- _The exercise_: Look below for the line with "of the tall". Extract that line and each one after it through the last, word for word.
■ ■ ■ ■ ■ ■ ■
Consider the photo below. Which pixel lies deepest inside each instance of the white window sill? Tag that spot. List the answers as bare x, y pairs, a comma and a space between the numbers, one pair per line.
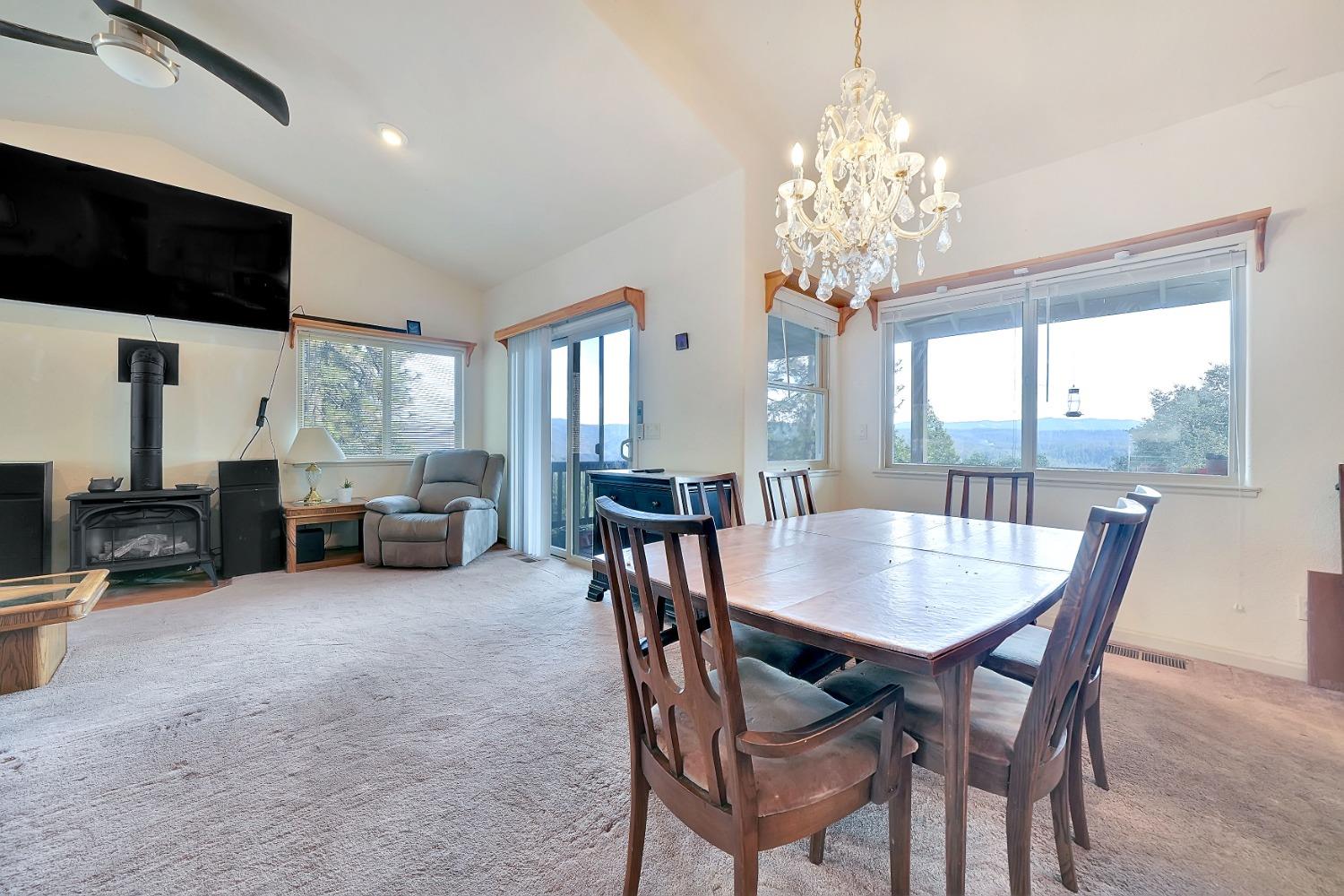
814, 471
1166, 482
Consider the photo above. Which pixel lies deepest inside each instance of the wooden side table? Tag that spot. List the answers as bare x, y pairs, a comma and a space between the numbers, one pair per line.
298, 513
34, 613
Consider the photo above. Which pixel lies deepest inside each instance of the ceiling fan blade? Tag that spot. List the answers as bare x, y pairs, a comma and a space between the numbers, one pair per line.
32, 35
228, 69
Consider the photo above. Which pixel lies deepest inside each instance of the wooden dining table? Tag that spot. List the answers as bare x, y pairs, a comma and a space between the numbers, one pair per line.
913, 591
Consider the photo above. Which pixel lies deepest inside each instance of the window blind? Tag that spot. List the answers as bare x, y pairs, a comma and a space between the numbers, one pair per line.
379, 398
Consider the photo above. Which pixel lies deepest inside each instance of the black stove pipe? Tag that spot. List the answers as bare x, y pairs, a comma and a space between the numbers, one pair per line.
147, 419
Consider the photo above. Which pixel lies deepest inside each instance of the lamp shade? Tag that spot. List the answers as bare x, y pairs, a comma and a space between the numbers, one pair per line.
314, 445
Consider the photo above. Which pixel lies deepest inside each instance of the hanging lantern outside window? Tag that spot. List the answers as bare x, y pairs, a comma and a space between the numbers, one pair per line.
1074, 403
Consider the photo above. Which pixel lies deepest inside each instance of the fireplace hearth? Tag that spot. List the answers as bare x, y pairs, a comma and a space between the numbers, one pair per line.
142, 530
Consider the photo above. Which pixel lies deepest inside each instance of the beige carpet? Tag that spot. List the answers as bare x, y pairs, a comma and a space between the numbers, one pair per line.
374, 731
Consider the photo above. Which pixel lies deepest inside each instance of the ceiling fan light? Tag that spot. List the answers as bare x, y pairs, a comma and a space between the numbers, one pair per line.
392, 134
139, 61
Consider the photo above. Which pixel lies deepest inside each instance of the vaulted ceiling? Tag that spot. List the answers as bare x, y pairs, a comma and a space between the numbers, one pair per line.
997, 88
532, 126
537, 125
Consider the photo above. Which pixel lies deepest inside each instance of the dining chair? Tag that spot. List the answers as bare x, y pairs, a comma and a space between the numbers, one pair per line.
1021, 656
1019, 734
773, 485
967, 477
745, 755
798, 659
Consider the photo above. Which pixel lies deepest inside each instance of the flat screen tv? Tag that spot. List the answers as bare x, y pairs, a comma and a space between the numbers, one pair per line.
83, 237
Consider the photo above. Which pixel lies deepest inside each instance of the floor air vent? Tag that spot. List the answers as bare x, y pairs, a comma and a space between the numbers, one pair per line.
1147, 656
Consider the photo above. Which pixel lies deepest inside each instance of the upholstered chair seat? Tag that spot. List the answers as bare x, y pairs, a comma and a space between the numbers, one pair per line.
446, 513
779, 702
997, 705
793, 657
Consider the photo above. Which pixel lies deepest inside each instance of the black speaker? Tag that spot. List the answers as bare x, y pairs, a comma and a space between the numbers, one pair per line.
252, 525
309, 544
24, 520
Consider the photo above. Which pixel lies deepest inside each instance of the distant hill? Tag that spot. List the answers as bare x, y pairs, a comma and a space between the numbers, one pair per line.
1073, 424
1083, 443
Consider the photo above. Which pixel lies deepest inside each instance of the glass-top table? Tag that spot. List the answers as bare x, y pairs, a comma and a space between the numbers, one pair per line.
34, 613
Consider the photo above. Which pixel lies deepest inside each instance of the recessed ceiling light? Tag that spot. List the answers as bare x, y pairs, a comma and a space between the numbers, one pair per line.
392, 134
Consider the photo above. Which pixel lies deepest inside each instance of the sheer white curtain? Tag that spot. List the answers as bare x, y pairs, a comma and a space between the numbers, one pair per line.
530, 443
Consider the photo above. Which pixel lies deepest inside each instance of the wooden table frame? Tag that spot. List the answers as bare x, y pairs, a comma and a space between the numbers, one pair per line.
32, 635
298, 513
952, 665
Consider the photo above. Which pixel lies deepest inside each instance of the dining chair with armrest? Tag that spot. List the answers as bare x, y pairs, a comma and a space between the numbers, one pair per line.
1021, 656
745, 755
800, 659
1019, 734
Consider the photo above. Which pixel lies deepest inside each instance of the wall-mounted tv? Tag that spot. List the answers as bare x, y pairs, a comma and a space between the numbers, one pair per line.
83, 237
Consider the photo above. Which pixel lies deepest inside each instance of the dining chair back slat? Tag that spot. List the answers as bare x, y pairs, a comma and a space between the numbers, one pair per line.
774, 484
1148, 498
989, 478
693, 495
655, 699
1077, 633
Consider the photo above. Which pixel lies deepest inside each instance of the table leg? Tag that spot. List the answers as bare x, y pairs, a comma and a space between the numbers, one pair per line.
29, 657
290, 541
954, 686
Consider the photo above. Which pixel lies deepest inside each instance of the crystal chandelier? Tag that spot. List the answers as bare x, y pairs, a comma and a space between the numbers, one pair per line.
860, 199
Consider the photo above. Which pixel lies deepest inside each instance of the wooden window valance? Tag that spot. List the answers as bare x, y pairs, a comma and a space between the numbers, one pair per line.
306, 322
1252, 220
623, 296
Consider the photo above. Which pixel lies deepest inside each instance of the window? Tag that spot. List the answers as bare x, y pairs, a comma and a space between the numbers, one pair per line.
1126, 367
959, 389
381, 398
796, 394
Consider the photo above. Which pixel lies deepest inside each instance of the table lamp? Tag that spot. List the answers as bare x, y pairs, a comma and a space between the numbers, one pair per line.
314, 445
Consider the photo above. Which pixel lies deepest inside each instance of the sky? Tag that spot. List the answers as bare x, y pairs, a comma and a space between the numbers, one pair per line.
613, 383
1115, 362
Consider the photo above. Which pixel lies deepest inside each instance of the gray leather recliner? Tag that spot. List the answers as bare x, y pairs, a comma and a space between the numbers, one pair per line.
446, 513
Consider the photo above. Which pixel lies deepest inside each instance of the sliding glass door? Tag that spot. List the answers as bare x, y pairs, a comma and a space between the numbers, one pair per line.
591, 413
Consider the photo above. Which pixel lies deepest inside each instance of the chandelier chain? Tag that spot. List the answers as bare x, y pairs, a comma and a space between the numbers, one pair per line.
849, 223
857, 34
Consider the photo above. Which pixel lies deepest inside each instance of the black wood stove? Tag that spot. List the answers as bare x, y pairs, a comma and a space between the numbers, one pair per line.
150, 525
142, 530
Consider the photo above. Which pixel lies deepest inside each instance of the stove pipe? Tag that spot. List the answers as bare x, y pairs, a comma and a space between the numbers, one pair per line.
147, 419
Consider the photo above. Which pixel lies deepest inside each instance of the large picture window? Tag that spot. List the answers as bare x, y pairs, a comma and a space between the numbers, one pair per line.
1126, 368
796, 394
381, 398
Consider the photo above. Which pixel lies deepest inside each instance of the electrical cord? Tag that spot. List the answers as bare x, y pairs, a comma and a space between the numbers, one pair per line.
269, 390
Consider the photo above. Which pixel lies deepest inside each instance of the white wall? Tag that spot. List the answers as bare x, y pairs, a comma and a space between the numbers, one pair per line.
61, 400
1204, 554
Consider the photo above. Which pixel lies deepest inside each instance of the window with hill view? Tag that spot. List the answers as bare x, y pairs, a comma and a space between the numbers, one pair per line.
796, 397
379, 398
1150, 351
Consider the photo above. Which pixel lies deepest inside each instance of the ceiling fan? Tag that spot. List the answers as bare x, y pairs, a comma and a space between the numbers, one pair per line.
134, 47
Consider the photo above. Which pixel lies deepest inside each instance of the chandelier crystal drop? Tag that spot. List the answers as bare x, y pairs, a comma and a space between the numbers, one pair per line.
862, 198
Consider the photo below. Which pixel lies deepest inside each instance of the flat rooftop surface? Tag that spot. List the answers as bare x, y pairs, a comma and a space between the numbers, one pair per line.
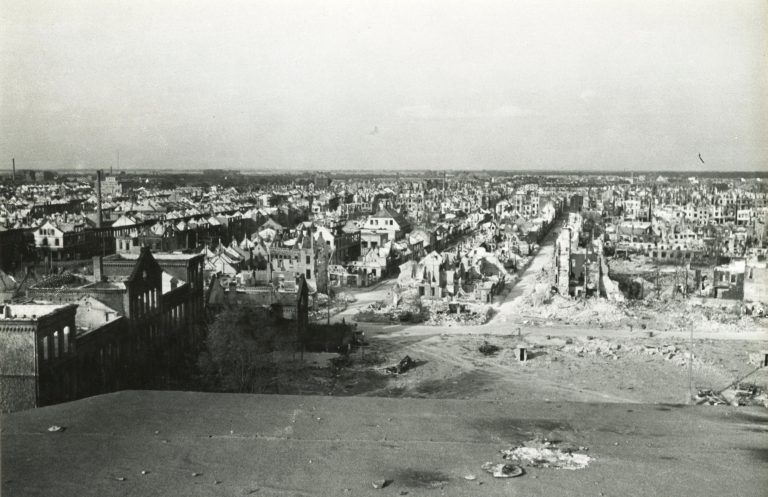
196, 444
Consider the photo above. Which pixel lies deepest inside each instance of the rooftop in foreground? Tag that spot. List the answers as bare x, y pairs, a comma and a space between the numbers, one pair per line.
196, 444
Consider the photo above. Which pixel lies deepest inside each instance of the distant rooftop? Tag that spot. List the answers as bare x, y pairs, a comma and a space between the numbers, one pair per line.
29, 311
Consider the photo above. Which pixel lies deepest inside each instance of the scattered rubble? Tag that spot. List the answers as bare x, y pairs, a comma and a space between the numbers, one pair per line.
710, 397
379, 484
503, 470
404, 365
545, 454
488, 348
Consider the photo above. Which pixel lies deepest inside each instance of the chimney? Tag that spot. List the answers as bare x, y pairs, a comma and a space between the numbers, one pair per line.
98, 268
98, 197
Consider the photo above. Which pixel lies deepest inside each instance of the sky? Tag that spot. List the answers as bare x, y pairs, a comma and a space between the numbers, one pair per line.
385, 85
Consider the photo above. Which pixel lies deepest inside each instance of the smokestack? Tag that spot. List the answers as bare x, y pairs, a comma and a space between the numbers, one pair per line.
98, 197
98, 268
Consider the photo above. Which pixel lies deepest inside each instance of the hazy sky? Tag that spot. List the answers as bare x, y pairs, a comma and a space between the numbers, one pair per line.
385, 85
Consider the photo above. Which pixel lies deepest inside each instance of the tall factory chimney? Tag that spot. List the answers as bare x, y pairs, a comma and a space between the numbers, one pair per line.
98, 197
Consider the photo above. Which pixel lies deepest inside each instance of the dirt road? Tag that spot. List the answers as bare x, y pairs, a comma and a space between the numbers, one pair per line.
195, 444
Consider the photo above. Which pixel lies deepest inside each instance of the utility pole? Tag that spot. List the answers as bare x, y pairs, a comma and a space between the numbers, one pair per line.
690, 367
■ ■ ■ ■ ■ ■ ■
- _Task result_:
Consider the photo above. Which pixel lies deepest inside each instance of the tall factory chimney? Tag that spot. List the answers as bare x, y pairs, a comma and a space between the numbers, one pair per line.
98, 197
Consider the photo above. Which pixel lies deepest inside each instance of the dirt road? Tag that spot. List the answers as bare x, y pairs, a comma and a space between the numbers, one pair per line.
195, 444
Consider the photo above. Which pixel lies deepest inside each instance of the utility pole? Tag that spot. List the answers as bare x, y pairs, a comma and a space between the numbers, one pair per line.
690, 367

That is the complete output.